[BRIEF] Could you retype, exactly, the records below, from the line that contains "Please trace the outline of every instance of the rock" through the end of the records?

[GIVEN RECORDS]
☆ ☆ ☆ ☆ ☆ ☆ ☆
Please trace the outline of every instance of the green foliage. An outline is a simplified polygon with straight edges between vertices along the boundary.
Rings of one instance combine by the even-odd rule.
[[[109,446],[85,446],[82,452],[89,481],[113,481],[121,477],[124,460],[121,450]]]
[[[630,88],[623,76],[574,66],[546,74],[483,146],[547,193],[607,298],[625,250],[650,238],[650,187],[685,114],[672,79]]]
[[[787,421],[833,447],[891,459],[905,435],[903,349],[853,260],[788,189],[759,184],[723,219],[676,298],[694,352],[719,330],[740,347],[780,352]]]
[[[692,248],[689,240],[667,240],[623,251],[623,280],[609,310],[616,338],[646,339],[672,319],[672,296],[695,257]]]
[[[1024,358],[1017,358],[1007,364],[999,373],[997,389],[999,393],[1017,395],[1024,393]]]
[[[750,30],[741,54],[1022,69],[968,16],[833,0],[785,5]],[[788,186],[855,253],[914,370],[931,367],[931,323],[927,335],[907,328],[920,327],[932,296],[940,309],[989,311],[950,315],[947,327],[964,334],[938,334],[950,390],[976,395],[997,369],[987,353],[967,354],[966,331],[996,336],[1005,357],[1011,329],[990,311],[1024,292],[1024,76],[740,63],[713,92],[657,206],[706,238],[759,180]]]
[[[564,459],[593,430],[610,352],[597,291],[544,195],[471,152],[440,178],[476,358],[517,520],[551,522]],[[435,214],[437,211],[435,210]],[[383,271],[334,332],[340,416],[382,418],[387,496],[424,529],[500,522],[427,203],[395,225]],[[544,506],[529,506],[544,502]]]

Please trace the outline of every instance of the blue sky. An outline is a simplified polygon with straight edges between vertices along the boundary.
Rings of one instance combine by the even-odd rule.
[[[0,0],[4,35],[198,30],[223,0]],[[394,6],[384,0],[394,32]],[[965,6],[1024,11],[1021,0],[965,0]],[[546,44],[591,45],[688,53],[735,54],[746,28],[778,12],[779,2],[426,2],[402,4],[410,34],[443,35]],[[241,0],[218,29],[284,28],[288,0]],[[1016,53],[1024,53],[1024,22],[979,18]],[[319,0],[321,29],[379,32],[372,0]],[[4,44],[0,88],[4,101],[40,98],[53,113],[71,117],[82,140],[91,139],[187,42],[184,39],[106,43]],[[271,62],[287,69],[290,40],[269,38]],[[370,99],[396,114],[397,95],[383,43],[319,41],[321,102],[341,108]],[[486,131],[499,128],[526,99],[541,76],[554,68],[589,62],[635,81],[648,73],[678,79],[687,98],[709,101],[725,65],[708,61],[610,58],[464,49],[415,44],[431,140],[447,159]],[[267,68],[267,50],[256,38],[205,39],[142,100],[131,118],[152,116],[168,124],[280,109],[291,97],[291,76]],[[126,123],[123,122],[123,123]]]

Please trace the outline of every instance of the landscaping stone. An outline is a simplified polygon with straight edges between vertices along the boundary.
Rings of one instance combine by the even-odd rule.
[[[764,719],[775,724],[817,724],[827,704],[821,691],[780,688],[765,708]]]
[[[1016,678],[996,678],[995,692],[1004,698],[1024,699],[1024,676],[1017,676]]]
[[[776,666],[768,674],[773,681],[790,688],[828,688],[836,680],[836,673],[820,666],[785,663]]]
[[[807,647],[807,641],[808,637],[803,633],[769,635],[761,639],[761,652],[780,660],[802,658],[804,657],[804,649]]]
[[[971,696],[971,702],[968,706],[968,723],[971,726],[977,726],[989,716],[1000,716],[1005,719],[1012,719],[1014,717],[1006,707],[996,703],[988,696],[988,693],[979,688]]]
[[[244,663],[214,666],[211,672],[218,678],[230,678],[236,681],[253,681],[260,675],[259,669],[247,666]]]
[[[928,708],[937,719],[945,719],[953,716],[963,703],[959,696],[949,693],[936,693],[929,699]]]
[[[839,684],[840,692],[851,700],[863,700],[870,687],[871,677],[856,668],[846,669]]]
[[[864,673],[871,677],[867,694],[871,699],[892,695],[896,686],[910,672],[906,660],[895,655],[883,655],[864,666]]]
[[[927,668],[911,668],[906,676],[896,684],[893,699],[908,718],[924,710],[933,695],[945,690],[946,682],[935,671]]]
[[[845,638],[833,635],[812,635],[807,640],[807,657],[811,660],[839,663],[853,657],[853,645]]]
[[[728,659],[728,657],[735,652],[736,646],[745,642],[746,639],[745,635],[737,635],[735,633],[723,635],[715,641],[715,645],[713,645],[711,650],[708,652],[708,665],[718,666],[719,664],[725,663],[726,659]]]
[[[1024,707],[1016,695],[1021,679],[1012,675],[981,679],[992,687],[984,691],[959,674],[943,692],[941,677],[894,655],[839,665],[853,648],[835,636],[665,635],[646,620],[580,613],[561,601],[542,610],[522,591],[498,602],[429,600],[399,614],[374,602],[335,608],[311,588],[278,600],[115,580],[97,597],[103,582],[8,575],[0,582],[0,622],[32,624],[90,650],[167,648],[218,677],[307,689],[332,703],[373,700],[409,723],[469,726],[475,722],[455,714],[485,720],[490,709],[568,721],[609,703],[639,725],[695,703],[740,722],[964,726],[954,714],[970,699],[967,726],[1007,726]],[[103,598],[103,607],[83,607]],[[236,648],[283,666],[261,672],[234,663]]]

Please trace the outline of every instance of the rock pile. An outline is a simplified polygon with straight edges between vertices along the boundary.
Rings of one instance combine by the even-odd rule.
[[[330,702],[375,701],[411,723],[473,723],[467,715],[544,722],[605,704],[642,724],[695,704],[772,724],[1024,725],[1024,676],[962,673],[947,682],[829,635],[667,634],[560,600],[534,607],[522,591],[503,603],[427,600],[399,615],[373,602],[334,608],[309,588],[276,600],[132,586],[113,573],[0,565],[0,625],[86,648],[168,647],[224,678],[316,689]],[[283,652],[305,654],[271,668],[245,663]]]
☆ ☆ ☆ ☆ ☆ ☆ ☆
[SOLUTION FOR THIS EXERCISE]
Please trace the outline of every instance of the rock pile. An outline is a simplified polygon with straight edges between vertices along the boundary.
Rings of one instance combine by the even-odd rule.
[[[330,702],[375,701],[411,723],[473,723],[467,715],[544,722],[605,704],[642,724],[695,704],[772,724],[1024,725],[1024,676],[962,673],[947,682],[829,635],[667,634],[560,600],[534,607],[522,591],[503,603],[427,600],[399,615],[373,602],[334,608],[309,588],[276,600],[132,586],[113,573],[0,565],[0,625],[86,648],[168,647],[224,678],[316,689]],[[283,652],[305,654],[271,668],[245,663]]]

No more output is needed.